## Begin Dataset records
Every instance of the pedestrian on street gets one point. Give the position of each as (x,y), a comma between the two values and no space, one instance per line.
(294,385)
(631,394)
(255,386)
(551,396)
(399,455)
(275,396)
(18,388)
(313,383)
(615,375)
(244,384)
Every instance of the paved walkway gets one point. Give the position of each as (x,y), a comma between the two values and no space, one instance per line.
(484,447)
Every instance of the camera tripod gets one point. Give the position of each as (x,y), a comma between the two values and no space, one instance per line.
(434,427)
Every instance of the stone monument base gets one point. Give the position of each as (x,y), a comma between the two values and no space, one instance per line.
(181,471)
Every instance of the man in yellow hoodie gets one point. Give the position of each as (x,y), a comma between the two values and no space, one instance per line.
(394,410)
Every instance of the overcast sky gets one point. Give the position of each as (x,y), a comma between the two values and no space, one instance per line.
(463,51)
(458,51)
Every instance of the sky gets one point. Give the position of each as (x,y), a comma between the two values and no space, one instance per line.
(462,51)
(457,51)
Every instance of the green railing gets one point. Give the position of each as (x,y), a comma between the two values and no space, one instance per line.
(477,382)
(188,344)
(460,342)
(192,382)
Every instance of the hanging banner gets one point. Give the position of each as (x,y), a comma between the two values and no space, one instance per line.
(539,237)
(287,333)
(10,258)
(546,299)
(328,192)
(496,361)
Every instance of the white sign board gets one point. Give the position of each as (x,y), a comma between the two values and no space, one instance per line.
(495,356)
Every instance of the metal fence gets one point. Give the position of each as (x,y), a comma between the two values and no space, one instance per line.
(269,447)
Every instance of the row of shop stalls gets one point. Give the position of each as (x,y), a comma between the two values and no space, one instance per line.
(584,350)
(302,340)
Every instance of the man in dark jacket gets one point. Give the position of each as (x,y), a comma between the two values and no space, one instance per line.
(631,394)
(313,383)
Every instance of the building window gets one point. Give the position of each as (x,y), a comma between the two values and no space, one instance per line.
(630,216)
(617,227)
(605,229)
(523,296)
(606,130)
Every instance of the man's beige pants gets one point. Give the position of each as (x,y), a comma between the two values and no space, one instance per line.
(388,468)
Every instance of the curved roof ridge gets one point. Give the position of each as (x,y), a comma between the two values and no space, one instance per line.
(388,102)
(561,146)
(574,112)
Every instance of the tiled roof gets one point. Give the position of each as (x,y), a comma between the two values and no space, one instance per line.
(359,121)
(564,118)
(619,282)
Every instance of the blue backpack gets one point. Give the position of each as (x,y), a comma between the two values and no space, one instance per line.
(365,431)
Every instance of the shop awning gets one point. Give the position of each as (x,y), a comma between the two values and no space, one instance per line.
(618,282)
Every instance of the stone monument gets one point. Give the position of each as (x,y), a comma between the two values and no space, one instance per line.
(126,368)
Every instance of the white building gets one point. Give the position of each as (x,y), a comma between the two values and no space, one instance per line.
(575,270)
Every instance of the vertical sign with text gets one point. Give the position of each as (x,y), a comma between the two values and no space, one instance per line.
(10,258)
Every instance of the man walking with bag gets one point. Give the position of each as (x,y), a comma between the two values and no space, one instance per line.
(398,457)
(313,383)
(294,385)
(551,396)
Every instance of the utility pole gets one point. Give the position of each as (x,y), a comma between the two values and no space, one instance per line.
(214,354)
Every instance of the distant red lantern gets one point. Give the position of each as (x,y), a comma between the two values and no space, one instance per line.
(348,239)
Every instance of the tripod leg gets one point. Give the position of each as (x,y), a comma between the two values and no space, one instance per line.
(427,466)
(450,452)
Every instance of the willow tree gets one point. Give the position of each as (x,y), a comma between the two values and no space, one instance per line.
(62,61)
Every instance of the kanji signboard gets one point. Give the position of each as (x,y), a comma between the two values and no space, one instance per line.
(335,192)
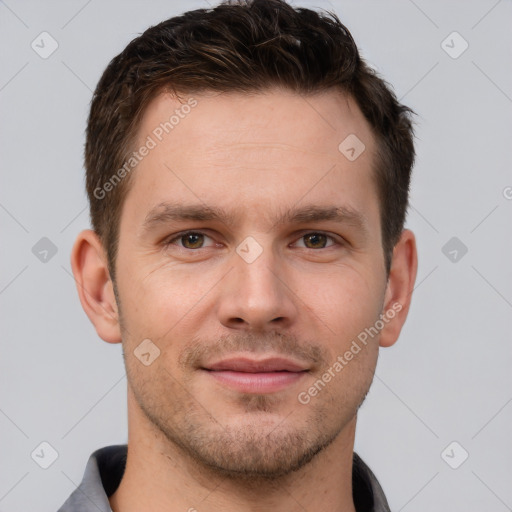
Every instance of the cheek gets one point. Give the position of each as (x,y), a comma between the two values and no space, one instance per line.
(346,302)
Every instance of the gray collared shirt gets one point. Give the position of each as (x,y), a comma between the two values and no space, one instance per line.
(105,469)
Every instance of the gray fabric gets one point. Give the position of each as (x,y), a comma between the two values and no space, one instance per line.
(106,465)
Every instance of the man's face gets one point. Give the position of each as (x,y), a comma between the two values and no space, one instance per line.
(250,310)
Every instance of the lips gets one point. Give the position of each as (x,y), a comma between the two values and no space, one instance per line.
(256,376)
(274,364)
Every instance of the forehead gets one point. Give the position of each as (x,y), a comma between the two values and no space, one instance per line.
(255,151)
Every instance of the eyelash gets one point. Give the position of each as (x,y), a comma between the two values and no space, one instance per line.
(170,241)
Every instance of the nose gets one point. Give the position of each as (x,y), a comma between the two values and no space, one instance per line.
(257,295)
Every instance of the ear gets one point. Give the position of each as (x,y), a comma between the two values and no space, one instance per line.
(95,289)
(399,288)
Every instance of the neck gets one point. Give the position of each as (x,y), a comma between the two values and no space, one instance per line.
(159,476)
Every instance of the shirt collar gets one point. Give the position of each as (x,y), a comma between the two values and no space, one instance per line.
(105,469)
## End Dataset records
_Problem to work on_. Write the records above out again exactly, with no pictures in your copy.

_Full answer_.
Every instance of the pedestrian on street gets one point. Give the position of each as (x,y), a comma between the two values and no space, one instance per line.
(294,385)
(631,394)
(255,386)
(551,396)
(399,455)
(275,396)
(18,388)
(313,383)
(615,375)
(244,384)
Every instance of the paved walkway gets one point. Give the position of each as (x,y), a comma between the two values and no space, one instance per line.
(484,447)
Every instance of the camera tripod gets one point. Give the position of each as (x,y), a comma between the two values and no space, one instance per line.
(434,427)
Every instance of the stone monument base gets one point. Give the position of each as (x,y), a comma between the two values and no space, one instance per line.
(181,471)
Every instance of the man in yellow hoodie gets one point. Give the position of each as (x,y), a comma between the two values and no space, one instance per line.
(394,410)
Every instance of the overcast sky gets one point. Give the position of each as (x,y), a comma between the two values and no space, one instance per line.
(463,51)
(458,51)
Every instance of the sky gets one point. Give the position of each as (x,y), a comma between the two values and no space, one instance per line.
(462,51)
(457,51)
Every instance of the green railing gets one point. Give the position of each as (x,y), a comma between the two values and no space, one instance per line.
(477,382)
(188,344)
(460,342)
(192,382)
Every instance of the hanging banner gets one point. Give the position of each as (x,y), a comma between the two values and no space, one instance per line.
(539,237)
(287,333)
(10,258)
(546,299)
(328,192)
(496,361)
Every instance of the white sign board gets one point. Give the position of each as (x,y), a comma between the two values and no space, one instance per line.
(495,356)
Every instance of the metal fence gets one point. Give the position of each as (x,y), a comma between the two values and no space, one instance per line.
(269,447)
Every instance of the row of shop stalls gets one point. Give the position of each as (x,y), a comma between the two values and no space, one instance per line.
(584,350)
(302,340)
Every instance of the man in dark jacket gets one point. Give the position of each as (x,y), a comma between the two values and no space, one instance per line.
(631,394)
(313,383)
Every instance of the building window gets one point. Give the position of each as (x,y), a comma between the two values and no space, one instance per line.
(630,216)
(617,227)
(605,229)
(523,296)
(606,130)
Every instance of the man's beige pants gets one point. Give the position of each as (x,y), a comma between the two values and no space, one instance per line.
(388,468)
Every instance of the curved roof ridge gets one point. Give the position of each as (x,y), a comma between the two values and no space, one instance per line.
(388,102)
(561,146)
(574,112)
Every instance of the tiled roof gets one point. Give the position of each as (x,y), a comma between the two values and no space, one instance per line.
(359,121)
(564,118)
(619,282)
Every instance of the blue backpack gets one point. Give the position of each as (x,y), a comma between the two values and no space, one instance per line.
(365,431)
Every instance of the shop awning gets one point. Give the position of each as (x,y), a comma between the two values and no space, one instance per line.
(618,282)
Every instance of the stone monument gets one point. Give the position of each as (x,y), a comma between the two values and no space, one instance per line.
(126,368)
Every instance of the white building gets one point. Give the position of each as (x,y), a comma between the two values and no space, one instance per line.
(575,270)
Every instance of the vertical sign with text gets one point. Give the position of each as (x,y), a comma between the two values and no space, one instance per line.
(10,258)
Every instance of the man walking with bag gets one point. Give the position of each as (x,y), a comma between the two values and no space, one instance per line.
(398,457)
(313,383)
(294,385)
(551,396)
Every instance of the utility pole gets one point. Give the position of each as (x,y), a comma between the two values and no space, one instance per line.
(214,354)
Every instance of the distant red lantern gets one point. Give the position of each as (x,y), a comma between the two values and no space, one instance per line.
(348,239)
Every instance of the tripod leg gets one point. Give the position of each as (x,y), a comma between the two values and no space, one instance per line.
(427,466)
(450,452)
Every instance of the willow tree gets one point. Give the position of each as (x,y), a comma between the two values and no space, one instance per line.
(62,61)
Every instance of the kanji signboard gets one point. Give the position of each as (x,y), a comma between the two values and no space, one instance per line.
(335,192)
Every instance of the cheek gets one point. Give the position of each as (x,y), a comma between the two values and no space, one instance per line.
(346,302)
Every instance of the gray collared shirt gets one point. Give the position of each as (x,y), a comma between the two values and no space, one instance per line.
(105,469)
Every instance of the gray fabric gets one point. Give the position of each as (x,y), a comma between the two values and no space, one instance per line.
(106,465)
Every instance of the man's face gets one point. Give the position of each as (x,y), a comma between the two values and no space, one instance per line.
(250,310)
Every instance of the lips gets one point. Give the position of each as (x,y), a comma between the two values and no space, one instance per line.
(256,376)
(274,364)
Every instance of the forehead gets one point. Give the position of each as (x,y), a comma between the two values and no space, one instance per line.
(255,151)
Every instance of the eyelash gets one point. Give the position of each as (x,y), a comma between the two values and no space, one instance per line.
(170,241)
Every instance of the nose gets one point. Give the position of each as (x,y), a comma between the two values and no space, one instance per line.
(257,295)
Every instance of the ear gets one point. Give the position of each as (x,y), a comma between the two values and no space, one instance per line.
(95,289)
(399,288)
Every instance of the neck gets one point. Give the position of each as (x,y), a comma between the two values and no space, one instance per line.
(159,476)
Every instance of the shirt collar gets one point. Give the position of each as (x,y), a comma between the two values and no space, one instance per line.
(105,469)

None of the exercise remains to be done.